**Entries shown**
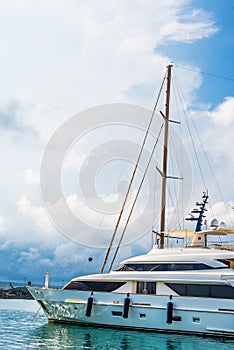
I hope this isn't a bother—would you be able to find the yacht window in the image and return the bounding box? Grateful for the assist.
[64,281,125,292]
[136,282,156,294]
[116,263,212,271]
[116,264,156,271]
[187,284,209,297]
[217,259,230,267]
[112,311,122,317]
[210,285,234,298]
[172,316,182,322]
[166,283,234,299]
[217,259,234,268]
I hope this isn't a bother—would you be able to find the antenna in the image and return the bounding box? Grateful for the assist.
[185,191,209,232]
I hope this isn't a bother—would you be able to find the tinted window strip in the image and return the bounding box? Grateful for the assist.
[166,283,234,299]
[64,281,125,292]
[117,263,213,271]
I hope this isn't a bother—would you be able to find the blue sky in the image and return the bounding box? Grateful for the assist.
[0,0,234,286]
[158,0,234,106]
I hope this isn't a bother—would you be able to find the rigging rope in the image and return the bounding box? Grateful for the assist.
[189,114,234,226]
[174,67,234,224]
[79,215,105,276]
[173,72,209,193]
[173,70,233,224]
[174,64,234,82]
[108,123,164,272]
[167,117,183,230]
[170,77,185,230]
[166,181,182,233]
[100,74,166,273]
[151,171,158,248]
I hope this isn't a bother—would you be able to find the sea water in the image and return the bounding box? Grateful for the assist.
[0,299,233,350]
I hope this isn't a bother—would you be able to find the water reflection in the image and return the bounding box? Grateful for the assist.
[166,339,177,350]
[0,301,233,350]
[84,332,93,349]
[120,334,130,350]
[26,322,231,350]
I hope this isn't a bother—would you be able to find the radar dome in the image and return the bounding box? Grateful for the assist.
[209,218,218,229]
[219,221,226,228]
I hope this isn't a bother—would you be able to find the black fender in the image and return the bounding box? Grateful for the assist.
[122,293,130,318]
[166,296,173,324]
[85,292,94,317]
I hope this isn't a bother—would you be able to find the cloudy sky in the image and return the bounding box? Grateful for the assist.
[0,0,234,286]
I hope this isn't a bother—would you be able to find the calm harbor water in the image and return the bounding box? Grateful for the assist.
[0,299,233,349]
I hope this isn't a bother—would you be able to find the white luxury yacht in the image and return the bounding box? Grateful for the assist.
[28,221,234,337]
[28,65,234,337]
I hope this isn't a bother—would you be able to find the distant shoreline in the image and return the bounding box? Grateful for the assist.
[0,286,33,300]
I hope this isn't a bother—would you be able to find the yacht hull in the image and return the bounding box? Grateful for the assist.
[28,287,234,337]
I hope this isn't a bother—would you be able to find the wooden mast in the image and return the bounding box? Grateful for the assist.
[159,64,172,248]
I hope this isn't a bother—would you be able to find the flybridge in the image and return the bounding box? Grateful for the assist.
[148,191,234,249]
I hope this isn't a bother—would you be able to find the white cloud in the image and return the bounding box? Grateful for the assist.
[0,1,230,282]
[0,216,5,232]
[160,8,218,43]
[18,247,40,263]
[0,240,12,250]
[209,201,234,228]
[24,168,40,186]
[0,0,218,142]
[17,195,55,234]
[182,97,234,214]
[205,97,234,166]
[208,97,234,127]
[53,242,84,268]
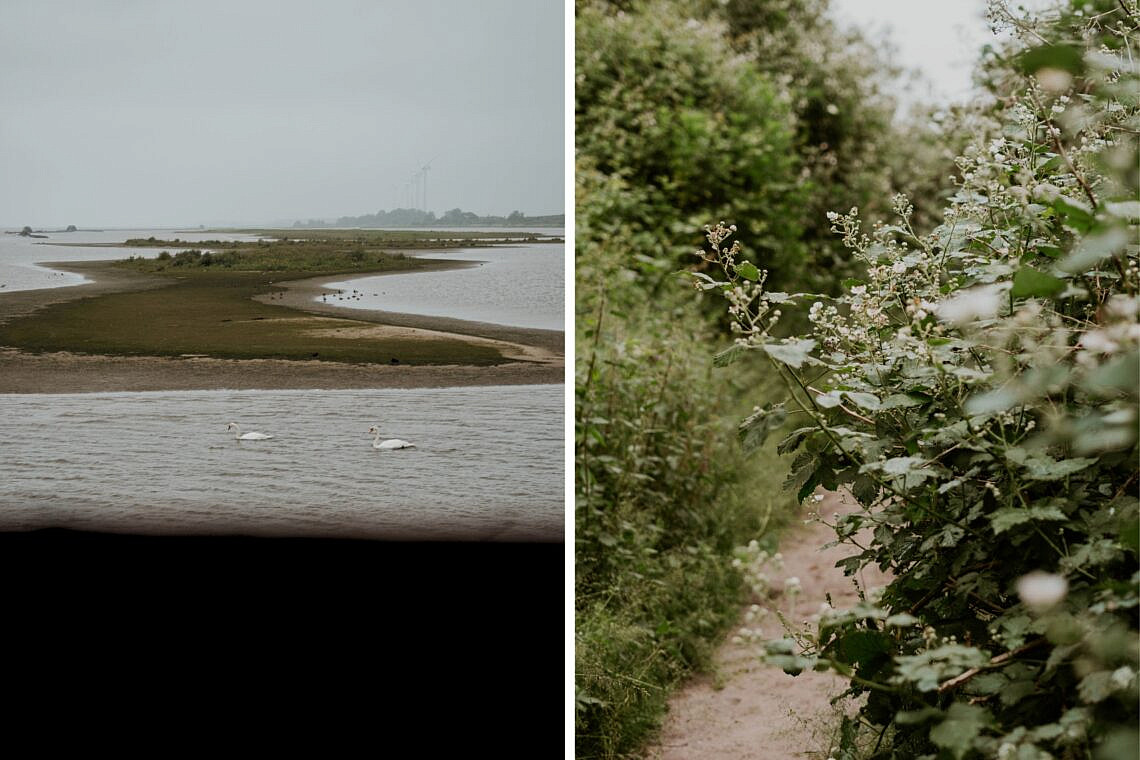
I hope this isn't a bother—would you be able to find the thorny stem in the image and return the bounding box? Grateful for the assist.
[937,638,1048,693]
[1030,90,1099,211]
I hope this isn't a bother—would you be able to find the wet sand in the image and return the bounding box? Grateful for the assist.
[0,259,564,393]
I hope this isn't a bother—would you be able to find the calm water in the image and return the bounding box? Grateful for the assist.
[0,229,262,292]
[322,242,564,330]
[0,386,563,541]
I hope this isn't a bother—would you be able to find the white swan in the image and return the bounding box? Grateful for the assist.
[368,425,415,450]
[227,422,274,440]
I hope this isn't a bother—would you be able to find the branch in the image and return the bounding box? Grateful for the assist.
[937,638,1048,694]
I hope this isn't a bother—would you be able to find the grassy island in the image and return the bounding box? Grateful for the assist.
[0,231,542,366]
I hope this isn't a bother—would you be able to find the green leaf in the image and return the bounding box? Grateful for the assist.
[1018,43,1085,75]
[851,474,878,506]
[763,338,818,368]
[862,456,933,484]
[735,261,760,281]
[964,387,1021,415]
[1026,457,1097,481]
[1060,538,1122,572]
[1010,267,1065,299]
[1059,227,1129,274]
[880,394,924,410]
[1053,196,1095,233]
[738,404,788,453]
[796,463,828,503]
[1006,449,1097,481]
[713,344,747,368]
[965,672,1007,696]
[833,631,892,668]
[929,703,992,760]
[999,680,1038,707]
[843,392,881,411]
[989,505,1069,534]
[777,427,815,455]
[815,391,843,408]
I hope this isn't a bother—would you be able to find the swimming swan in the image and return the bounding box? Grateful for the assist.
[227,422,274,440]
[368,425,415,450]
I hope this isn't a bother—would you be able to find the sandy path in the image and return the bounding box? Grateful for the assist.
[646,491,889,760]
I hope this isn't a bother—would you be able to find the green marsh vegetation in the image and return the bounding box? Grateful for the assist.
[0,231,518,365]
[693,1,1139,758]
[574,0,955,756]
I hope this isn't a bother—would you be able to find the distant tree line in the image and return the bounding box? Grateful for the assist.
[292,208,564,228]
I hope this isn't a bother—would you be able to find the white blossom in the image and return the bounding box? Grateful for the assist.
[933,284,1007,326]
[1017,571,1068,611]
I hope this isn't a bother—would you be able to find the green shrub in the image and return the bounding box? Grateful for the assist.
[696,3,1139,756]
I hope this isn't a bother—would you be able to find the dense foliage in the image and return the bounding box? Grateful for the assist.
[697,2,1139,757]
[574,1,938,756]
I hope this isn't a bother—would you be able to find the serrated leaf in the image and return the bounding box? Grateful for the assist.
[763,338,818,368]
[1007,449,1097,481]
[851,474,878,506]
[713,344,747,368]
[989,506,1069,534]
[777,427,815,455]
[738,404,788,453]
[1010,267,1066,299]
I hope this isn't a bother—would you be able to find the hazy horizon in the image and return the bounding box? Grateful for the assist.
[0,0,565,229]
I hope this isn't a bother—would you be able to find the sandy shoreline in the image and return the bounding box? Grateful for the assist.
[0,259,564,393]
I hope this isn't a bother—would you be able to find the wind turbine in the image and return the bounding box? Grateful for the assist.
[419,154,440,213]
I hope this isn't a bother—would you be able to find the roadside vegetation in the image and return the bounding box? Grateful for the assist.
[694,1,1138,758]
[574,0,955,756]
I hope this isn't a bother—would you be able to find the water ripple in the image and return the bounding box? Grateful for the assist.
[0,385,563,540]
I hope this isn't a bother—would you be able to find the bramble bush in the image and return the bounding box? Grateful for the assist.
[695,1,1139,757]
[575,2,958,757]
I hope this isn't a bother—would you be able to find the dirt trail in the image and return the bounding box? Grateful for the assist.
[646,491,889,760]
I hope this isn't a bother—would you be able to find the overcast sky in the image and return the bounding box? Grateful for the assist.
[0,0,565,228]
[829,0,1058,110]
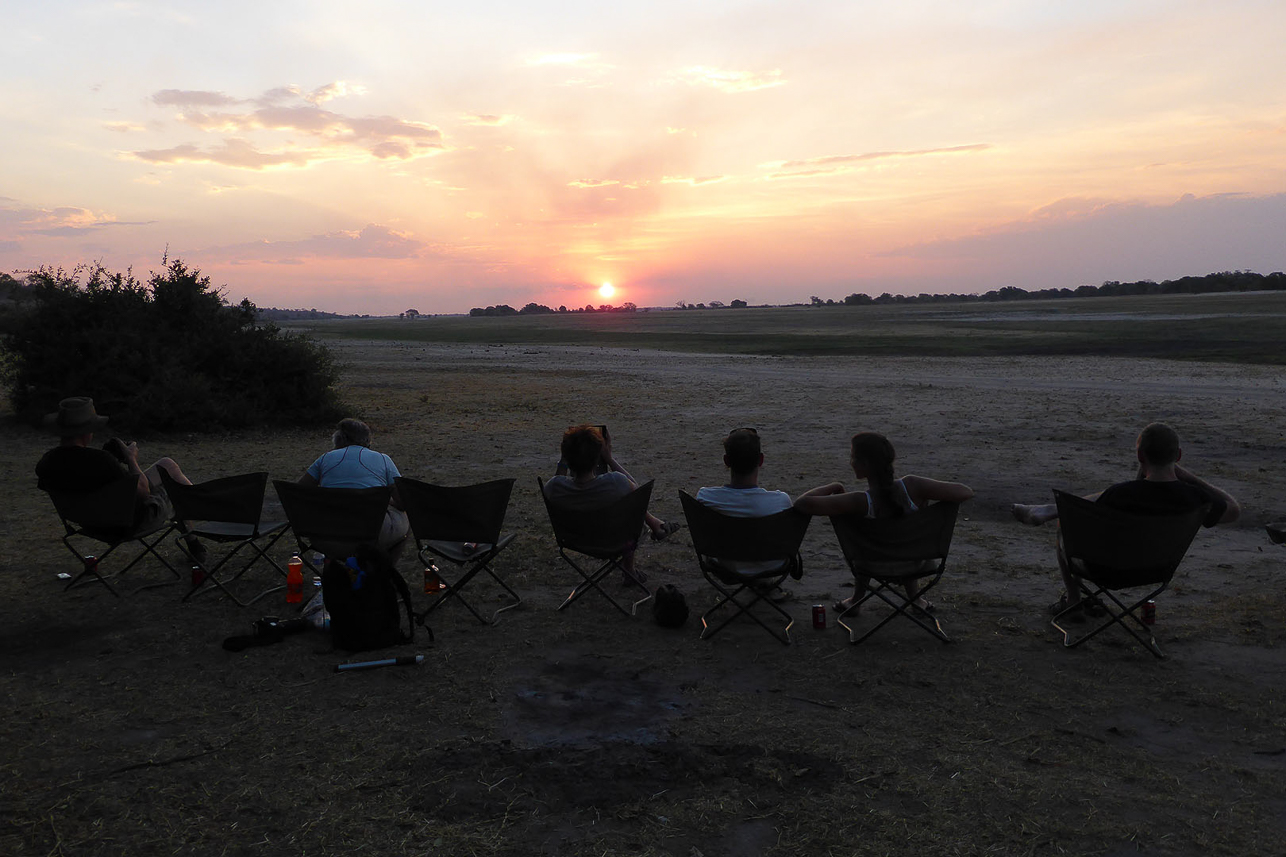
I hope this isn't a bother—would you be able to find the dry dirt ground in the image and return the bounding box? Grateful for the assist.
[2,340,1285,856]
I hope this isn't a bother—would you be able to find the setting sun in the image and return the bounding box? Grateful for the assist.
[598,282,616,299]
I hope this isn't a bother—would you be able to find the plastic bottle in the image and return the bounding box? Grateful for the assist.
[310,551,325,587]
[286,554,304,604]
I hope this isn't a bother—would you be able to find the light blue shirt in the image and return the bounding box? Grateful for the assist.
[306,446,400,489]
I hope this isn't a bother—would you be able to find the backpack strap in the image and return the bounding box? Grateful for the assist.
[387,565,430,643]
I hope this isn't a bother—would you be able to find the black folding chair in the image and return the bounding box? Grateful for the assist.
[43,476,180,596]
[829,501,959,645]
[538,478,654,616]
[396,476,520,625]
[1052,490,1209,659]
[161,470,290,607]
[678,491,811,645]
[272,481,392,561]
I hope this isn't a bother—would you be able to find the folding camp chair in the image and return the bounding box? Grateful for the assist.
[678,491,811,645]
[272,481,392,561]
[42,475,180,596]
[829,501,959,645]
[161,470,290,607]
[1051,489,1209,659]
[395,476,520,625]
[538,478,654,616]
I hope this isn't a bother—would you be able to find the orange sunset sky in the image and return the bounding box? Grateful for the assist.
[3,1,1285,315]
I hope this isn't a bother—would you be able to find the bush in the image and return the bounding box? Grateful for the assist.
[2,258,348,432]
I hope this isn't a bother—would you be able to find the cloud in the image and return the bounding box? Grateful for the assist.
[152,89,240,107]
[131,139,314,169]
[882,192,1286,286]
[528,53,598,66]
[143,84,442,167]
[764,144,992,179]
[661,175,727,186]
[206,224,427,263]
[465,114,513,126]
[102,121,148,133]
[568,179,619,189]
[0,202,151,236]
[678,66,785,93]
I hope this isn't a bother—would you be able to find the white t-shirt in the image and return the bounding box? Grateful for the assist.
[695,485,794,573]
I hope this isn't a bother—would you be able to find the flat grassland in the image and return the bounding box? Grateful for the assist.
[317,290,1286,363]
[2,292,1284,856]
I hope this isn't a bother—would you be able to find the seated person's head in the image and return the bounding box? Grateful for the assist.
[850,431,896,480]
[561,425,604,475]
[333,418,372,449]
[1137,422,1181,467]
[723,428,762,476]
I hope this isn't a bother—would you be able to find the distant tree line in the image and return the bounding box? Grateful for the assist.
[469,302,639,316]
[826,270,1286,307]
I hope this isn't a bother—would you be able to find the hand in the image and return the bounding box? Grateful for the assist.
[125,441,140,462]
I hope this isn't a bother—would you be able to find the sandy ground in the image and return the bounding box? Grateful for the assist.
[2,341,1284,856]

**Task**
The answer must be the line containing "the white t-shirt" and every line after it through the last line of the records above, repeated exactly.

**Response to the task**
I hope this isn't a bother—would you be able to find the white t-shirt in the image and return the bounding box? Grateful for the assist.
[695,485,794,573]
I hope this isn't a bother—would you be able to find the flat grassland in the image and return the bounding box? Grateful for the assist.
[317,290,1286,363]
[2,292,1284,856]
I hope this isn't a bother—would you be able to find the seated person's head in the image and return the bounding box? Grateful for the assist.
[850,431,896,480]
[561,425,604,475]
[333,418,372,449]
[1137,422,1181,467]
[723,428,762,476]
I hope this isn't a bother—would you be able to find the distant tree line in the image and return the bounding box? Grateful for the assist.
[469,302,639,316]
[826,270,1286,307]
I hope this isn't a bother—would you be able to find the hand in the image and return the bounding box? Grateful for the assist.
[125,441,140,462]
I hope this isn't a bother—would you be able to find the sandy ground in the image and return the bounding box? Grateful for the assist.
[2,341,1284,856]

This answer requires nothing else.